AIM — Update the lines starting with the one containing "Return the polygon of every instance of the sky" and going through the one containing "[[[120,0],[0,0],[0,17],[72,19],[120,16]]]". Change "instance" to "region" and leave everything else unchanged.

___ ITEMS

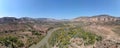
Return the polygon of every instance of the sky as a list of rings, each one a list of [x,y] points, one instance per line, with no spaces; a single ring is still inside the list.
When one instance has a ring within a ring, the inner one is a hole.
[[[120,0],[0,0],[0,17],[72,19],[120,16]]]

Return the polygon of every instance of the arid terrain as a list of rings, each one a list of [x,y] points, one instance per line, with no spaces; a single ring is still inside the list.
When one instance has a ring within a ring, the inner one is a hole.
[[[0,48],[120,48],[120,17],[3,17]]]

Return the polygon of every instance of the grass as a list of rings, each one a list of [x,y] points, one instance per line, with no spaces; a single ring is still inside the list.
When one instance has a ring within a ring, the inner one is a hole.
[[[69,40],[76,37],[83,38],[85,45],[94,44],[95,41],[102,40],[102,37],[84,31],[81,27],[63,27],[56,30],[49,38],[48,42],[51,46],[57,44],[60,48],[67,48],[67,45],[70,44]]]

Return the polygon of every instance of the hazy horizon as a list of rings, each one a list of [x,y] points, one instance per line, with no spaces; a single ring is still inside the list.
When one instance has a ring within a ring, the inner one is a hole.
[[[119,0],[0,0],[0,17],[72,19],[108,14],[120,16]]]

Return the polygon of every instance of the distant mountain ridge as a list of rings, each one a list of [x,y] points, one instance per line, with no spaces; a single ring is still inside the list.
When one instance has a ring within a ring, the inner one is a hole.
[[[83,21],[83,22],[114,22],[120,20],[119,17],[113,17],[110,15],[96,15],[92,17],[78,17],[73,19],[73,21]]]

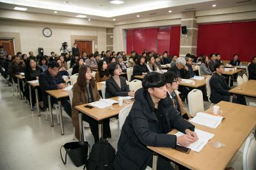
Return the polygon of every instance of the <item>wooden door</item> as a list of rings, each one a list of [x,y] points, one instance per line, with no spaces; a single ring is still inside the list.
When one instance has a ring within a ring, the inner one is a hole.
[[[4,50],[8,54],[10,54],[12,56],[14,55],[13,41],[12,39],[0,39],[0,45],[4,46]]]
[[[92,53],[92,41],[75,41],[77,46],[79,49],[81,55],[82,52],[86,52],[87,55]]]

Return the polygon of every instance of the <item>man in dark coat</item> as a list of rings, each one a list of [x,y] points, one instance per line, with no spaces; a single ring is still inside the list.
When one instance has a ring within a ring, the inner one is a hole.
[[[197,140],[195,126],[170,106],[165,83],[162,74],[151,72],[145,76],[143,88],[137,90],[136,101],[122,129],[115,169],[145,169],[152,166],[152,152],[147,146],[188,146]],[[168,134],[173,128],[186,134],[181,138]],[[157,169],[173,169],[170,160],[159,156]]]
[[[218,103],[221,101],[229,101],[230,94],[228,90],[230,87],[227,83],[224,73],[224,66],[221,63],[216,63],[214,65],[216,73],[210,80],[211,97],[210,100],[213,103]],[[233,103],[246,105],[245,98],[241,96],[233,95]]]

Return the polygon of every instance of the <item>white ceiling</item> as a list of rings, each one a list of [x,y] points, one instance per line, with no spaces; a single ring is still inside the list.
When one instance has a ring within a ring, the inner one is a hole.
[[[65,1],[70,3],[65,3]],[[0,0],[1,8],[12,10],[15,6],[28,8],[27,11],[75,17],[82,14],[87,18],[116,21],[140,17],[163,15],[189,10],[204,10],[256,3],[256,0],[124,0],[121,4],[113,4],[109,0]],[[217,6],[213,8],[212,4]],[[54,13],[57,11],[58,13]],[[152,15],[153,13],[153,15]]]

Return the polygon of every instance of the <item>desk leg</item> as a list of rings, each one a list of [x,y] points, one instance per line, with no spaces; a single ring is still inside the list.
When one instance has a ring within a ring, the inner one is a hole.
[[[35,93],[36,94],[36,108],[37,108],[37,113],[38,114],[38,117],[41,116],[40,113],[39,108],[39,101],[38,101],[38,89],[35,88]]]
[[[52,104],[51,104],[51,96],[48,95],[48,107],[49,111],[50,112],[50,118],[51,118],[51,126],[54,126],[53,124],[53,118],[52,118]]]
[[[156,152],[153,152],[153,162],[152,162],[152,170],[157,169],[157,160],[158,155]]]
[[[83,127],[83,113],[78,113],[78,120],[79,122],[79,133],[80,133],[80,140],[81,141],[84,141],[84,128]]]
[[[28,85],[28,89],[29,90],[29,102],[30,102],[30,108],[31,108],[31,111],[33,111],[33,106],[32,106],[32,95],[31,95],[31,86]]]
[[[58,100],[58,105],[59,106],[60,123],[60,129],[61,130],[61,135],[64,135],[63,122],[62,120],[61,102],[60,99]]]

______
___ ITEMS

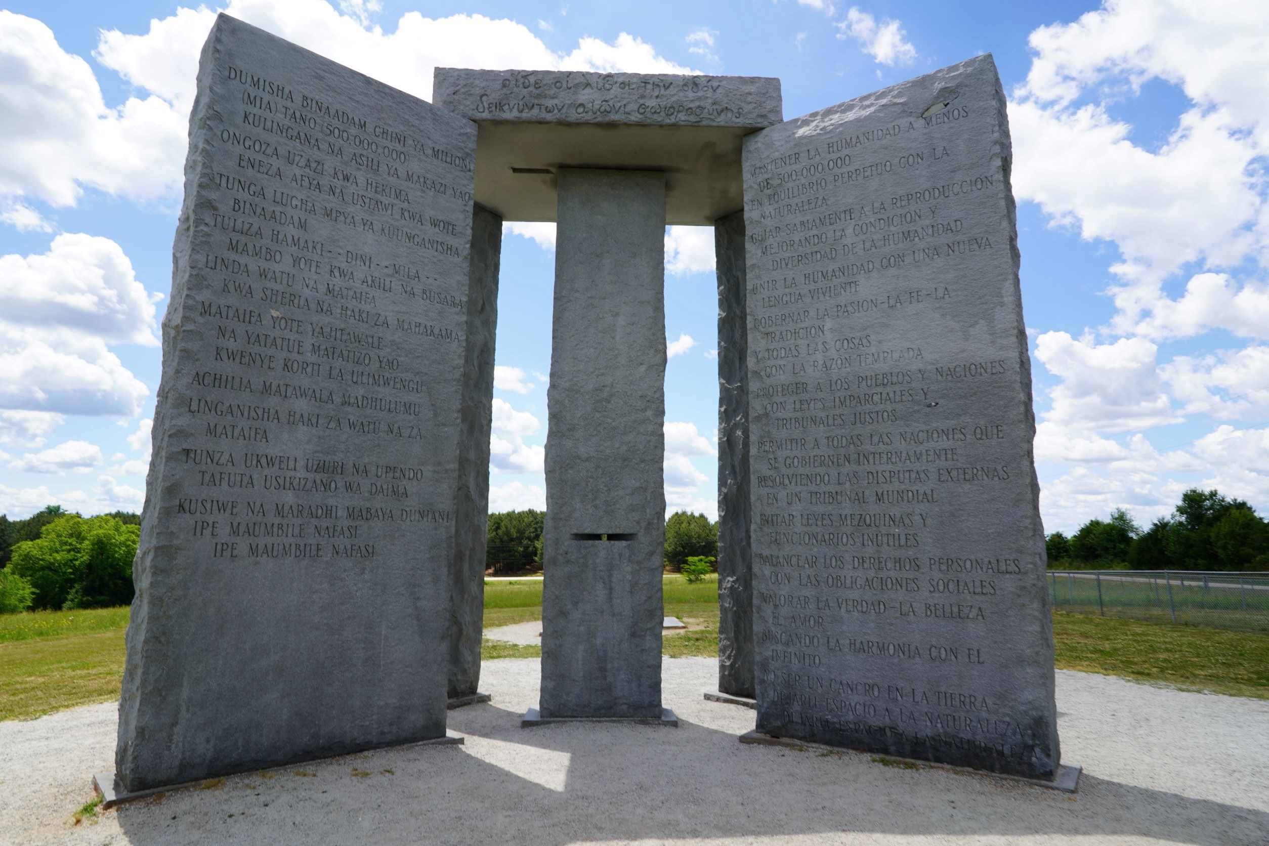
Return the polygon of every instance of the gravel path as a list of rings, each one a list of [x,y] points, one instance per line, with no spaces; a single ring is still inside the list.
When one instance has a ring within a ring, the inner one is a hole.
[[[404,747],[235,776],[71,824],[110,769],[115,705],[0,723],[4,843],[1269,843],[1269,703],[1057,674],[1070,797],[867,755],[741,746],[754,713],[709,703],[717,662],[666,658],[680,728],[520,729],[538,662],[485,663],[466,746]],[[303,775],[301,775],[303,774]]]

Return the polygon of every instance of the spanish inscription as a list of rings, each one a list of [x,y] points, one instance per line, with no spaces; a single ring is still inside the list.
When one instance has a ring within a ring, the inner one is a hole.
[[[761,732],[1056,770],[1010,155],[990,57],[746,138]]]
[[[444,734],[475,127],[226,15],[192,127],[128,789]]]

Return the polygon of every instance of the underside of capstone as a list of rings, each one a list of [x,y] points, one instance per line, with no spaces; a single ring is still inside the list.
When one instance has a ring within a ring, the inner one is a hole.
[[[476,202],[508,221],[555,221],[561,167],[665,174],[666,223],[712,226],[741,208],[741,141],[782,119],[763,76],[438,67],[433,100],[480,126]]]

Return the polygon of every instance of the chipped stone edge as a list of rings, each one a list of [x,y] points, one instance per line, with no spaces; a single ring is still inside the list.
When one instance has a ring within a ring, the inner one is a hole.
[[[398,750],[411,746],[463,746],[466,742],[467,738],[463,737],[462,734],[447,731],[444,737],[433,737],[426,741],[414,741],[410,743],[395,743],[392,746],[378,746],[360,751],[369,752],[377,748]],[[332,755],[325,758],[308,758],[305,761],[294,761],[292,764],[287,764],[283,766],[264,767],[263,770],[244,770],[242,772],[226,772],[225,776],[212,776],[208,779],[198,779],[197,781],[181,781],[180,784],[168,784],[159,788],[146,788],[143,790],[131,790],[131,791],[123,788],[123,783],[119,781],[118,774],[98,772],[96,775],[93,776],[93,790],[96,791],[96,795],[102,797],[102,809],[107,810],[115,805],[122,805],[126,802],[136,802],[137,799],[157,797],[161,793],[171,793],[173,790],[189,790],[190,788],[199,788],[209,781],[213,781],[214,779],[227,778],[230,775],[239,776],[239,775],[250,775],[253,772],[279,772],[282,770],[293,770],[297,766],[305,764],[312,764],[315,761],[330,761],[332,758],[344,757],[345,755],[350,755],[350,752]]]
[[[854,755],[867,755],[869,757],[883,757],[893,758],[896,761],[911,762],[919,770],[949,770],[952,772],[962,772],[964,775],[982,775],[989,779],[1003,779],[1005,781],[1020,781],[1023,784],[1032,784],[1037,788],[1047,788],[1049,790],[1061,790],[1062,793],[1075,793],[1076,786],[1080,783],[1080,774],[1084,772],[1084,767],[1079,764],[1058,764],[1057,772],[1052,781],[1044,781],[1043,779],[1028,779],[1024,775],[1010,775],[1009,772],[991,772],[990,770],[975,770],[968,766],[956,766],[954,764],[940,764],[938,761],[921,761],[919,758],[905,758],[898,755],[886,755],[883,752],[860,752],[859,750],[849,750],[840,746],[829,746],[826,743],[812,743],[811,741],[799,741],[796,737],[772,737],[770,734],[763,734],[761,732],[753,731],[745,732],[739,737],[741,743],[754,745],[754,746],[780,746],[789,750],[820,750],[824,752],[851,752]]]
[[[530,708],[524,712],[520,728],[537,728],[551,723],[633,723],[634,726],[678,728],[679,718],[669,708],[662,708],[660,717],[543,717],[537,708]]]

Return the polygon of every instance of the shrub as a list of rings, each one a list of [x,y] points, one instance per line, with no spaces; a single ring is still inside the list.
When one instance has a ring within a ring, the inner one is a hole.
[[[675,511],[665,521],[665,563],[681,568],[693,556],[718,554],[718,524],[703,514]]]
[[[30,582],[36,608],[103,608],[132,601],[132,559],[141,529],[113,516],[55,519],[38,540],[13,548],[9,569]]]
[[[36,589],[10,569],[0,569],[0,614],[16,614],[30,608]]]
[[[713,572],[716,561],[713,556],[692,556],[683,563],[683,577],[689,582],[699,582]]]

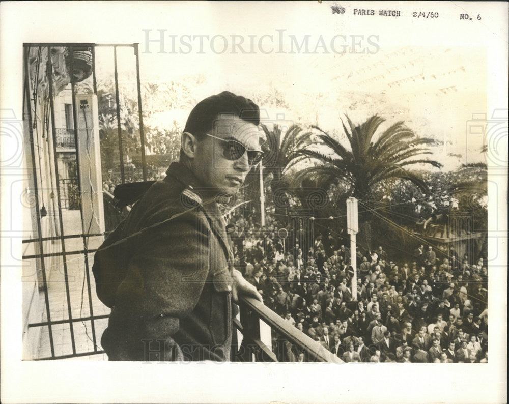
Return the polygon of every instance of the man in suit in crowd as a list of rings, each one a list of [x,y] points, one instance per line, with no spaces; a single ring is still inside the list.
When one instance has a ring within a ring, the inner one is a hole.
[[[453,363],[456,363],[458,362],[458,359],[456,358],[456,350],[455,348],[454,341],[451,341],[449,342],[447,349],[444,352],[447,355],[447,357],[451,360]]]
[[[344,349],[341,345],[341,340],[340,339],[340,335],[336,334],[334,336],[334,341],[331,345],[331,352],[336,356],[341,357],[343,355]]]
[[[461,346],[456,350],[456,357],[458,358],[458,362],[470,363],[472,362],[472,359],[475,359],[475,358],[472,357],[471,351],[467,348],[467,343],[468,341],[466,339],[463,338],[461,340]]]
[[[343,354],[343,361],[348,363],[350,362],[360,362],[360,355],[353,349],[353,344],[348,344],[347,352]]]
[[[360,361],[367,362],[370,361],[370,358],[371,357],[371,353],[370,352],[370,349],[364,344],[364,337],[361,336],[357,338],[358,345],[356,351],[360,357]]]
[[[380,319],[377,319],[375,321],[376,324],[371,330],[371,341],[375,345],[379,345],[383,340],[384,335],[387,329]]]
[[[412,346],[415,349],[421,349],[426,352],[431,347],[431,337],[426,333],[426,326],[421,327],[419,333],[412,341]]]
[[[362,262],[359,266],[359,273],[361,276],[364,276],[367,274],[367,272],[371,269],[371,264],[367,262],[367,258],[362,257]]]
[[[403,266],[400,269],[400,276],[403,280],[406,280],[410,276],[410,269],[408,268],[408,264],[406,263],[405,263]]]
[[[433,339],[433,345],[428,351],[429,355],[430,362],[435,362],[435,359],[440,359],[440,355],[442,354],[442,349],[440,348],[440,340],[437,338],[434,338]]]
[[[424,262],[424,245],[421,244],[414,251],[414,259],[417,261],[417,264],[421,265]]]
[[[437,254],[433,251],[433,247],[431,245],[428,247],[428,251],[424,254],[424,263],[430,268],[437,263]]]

______
___ ITEMS

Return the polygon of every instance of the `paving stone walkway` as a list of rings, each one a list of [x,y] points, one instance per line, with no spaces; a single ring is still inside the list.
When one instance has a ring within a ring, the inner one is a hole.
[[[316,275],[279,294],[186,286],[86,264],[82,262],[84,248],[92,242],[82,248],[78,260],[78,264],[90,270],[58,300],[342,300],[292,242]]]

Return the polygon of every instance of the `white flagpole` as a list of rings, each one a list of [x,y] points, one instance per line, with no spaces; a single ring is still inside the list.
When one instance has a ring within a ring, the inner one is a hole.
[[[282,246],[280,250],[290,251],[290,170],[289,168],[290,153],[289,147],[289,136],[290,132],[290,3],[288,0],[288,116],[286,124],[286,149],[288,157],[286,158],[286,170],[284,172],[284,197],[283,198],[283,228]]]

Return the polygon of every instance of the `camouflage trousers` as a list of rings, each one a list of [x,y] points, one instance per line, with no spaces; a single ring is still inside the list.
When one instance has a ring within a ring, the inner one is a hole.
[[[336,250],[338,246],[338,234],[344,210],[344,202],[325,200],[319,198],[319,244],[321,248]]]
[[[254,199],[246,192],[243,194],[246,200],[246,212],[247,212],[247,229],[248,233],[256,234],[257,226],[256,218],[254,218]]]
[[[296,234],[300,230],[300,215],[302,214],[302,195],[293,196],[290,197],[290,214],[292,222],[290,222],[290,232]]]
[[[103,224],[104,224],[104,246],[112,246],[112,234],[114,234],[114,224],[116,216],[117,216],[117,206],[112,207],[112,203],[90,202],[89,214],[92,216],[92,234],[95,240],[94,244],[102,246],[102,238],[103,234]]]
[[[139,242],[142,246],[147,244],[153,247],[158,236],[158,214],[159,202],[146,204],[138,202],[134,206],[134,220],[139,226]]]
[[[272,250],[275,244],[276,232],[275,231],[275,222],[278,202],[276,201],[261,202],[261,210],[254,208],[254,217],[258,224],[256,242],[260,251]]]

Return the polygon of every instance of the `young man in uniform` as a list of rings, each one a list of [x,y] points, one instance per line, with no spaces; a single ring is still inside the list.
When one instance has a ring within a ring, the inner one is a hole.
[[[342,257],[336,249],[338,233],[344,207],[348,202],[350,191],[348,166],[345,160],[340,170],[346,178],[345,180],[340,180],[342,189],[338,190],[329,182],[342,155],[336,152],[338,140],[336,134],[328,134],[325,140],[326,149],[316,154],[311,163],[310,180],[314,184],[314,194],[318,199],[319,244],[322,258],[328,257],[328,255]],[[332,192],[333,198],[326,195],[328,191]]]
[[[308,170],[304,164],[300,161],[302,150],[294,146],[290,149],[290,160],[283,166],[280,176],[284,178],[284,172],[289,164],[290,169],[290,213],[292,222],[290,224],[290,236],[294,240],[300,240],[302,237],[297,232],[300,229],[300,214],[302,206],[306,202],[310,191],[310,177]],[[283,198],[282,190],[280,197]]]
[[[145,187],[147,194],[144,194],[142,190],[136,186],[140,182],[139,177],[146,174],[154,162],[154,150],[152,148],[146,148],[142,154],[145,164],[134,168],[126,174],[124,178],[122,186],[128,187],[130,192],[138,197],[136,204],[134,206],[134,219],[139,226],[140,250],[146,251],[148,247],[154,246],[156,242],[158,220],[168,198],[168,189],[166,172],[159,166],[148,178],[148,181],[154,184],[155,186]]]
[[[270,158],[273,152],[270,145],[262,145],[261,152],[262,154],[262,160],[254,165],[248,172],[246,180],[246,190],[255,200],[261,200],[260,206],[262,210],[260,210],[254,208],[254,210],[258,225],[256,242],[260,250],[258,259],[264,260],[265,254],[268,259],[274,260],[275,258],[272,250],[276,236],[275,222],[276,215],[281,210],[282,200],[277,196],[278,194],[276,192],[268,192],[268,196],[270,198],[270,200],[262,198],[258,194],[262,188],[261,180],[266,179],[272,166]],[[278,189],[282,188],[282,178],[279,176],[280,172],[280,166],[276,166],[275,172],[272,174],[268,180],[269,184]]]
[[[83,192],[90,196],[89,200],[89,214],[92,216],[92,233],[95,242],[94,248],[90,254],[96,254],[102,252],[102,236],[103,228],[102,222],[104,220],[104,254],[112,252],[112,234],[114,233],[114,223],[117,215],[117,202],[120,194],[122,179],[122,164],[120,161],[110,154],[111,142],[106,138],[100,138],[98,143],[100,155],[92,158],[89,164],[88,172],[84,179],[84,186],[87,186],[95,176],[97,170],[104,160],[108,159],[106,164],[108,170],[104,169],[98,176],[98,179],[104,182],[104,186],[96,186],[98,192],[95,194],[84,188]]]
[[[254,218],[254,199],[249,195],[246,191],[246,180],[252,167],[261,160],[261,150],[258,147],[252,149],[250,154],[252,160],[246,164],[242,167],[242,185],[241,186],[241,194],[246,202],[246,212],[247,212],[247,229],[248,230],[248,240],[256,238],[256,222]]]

______

WRITTEN ANSWER —
Return the polygon of every region of the sky as a list of rings, each one a list of [x,y] points, one region per line, with no spaces; a single ring is still inside the list.
When one region has a ring within a ring, the inner one is a hole.
[[[120,0],[0,0],[0,17],[72,19],[120,16]]]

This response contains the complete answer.